## DOCUMENT SECTION:
Yesterday I had a doctor appointment. I've never been there before so that gives me anxiety. My husband and son went with me (I don't go anywhere alone or drive). Before we left I felt the panic coming on. During the car ride there I felt it even stronger. The xanax I took before I left wasn't helping. I was thinking of taking another one but I wanted to try to control it myself before having to take more. When we got there I realized it was on the 3rd floor. That gave me even more anxiety because I need an easy way outside if I'm somewhere and have an attack. So I knew I would be stuck up on the 3rd floor with this anxiety and if I had a full blown attack I wouldn't be able to get outside quick. I filled out forms for them and the waiting room was small and very full of people. I was shaking so bad the writing on the papers looked like chicken scratch.

## WORK TO COMPLETE:
Resume the doctor-visit account after its last sentence. The entries aren't needed for this.

Collected data
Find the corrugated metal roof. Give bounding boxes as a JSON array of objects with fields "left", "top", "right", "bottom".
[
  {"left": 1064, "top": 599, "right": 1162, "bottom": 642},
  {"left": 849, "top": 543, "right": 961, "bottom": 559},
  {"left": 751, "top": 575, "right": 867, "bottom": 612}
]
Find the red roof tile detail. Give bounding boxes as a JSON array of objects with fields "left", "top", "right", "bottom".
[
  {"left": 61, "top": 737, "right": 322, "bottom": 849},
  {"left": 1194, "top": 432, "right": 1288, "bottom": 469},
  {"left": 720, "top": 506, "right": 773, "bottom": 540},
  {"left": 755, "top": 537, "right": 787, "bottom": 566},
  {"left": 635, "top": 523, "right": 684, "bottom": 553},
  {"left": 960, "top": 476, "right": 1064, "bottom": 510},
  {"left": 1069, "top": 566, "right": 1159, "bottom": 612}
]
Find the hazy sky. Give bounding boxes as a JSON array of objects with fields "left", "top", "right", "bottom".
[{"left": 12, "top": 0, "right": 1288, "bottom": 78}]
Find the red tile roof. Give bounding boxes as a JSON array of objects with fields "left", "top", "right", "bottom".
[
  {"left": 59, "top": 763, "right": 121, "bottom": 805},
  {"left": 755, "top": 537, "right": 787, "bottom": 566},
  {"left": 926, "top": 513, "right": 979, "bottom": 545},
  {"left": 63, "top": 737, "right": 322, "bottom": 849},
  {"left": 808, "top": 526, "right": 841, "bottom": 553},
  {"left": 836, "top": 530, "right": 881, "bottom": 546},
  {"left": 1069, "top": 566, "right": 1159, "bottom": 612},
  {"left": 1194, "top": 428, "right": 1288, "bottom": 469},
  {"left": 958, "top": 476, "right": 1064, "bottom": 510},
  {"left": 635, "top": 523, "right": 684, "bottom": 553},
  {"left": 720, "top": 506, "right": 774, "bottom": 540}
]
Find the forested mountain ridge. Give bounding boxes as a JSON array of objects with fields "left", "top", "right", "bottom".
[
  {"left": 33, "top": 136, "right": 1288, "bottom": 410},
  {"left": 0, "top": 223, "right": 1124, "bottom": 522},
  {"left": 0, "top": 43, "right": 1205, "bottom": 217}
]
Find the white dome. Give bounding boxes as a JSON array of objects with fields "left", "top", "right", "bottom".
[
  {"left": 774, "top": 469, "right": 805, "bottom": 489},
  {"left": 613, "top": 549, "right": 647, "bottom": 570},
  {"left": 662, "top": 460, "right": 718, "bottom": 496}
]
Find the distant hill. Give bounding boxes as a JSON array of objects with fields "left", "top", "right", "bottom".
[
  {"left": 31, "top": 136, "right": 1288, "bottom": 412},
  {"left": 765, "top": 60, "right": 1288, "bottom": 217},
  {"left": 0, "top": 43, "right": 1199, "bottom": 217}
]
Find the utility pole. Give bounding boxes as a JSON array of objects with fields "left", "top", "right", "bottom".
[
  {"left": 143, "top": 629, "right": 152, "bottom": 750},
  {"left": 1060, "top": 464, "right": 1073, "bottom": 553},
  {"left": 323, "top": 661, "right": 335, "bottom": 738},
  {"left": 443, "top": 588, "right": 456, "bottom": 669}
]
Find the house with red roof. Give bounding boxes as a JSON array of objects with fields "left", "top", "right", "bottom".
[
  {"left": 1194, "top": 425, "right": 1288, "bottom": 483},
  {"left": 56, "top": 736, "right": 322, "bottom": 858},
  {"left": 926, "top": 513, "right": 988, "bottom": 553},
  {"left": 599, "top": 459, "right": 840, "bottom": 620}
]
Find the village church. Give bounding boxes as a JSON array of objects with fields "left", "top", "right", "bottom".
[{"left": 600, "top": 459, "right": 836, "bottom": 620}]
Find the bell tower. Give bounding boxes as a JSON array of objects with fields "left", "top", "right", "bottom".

## ANSWER TO THIS TASK:
As I sat there trying not to be obvious to other people that I'm freaking out (it was obvious) I glanced up at the other people every so often from my phone...they were playing on their phones, reading magazines, sitting patiently and calm. The thoughts of why couldn't I be like that. Why does this have to happen to me, how I envy them being able to be so calm and not have a million panicking thoughts go through their head. I looked down again and tears started falling, I tried so hard to stop from crying. It wasn't the sobbing crying, just the tears that you can't help from coming. I tried focusing on my phone and hoping no one could notice. It was the really low feeling of thinking what my life has become. How much I wish I could enjoy life and how much I want to. I want to be able to go take my son for a walk by myself, but I won't because I'm worried that I'll get a panic attack. I want to go into a store and be able to walk around and browse through things, not having to rush inside grabbing onto the person I'm with going as fast I as I can to get out of there. I want to be able to go see a movie. Go to a restaurant with my husband and not have to do take out. For once, enjoy life. I want that so bad. I've tried to hard, SO hard. I've done therapy, CBT, exposures, inpatient in hospitals, outpatient, medication, listening to CDs to reduce stress and panic, read so many books...applied everything to my life, I'm still the same. I'm worse actually. The rest of my day was spent in a daze of depression and anxiety.
This isn't living, it's surviving day to day, hour by hour....minute to minute. And you just wonder when will this finally break you.
I look at my son and I have too much to live for to let this break my spirit. But I feel like I can't hold on to that ounce of strength I have left.